- **Work to do**
Could you write these lines out again, swapping "green foliage" for "leafy vegetation" wherever it occurs and changing nothing else? Leave the pictures out.

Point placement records
------------------------------------------------------------------------

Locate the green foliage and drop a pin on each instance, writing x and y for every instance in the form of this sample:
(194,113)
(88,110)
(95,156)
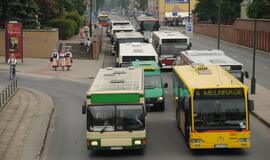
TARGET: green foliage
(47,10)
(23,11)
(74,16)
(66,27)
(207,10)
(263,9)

------------------------------------------------------------------------

- **Expected answer**
Locate the leafy vegetation and drop a pin on each instance, writing x and y for every instance in the form of this sample:
(194,113)
(88,110)
(95,156)
TARGET: leafy vegetation
(47,10)
(23,11)
(74,16)
(66,27)
(207,10)
(263,9)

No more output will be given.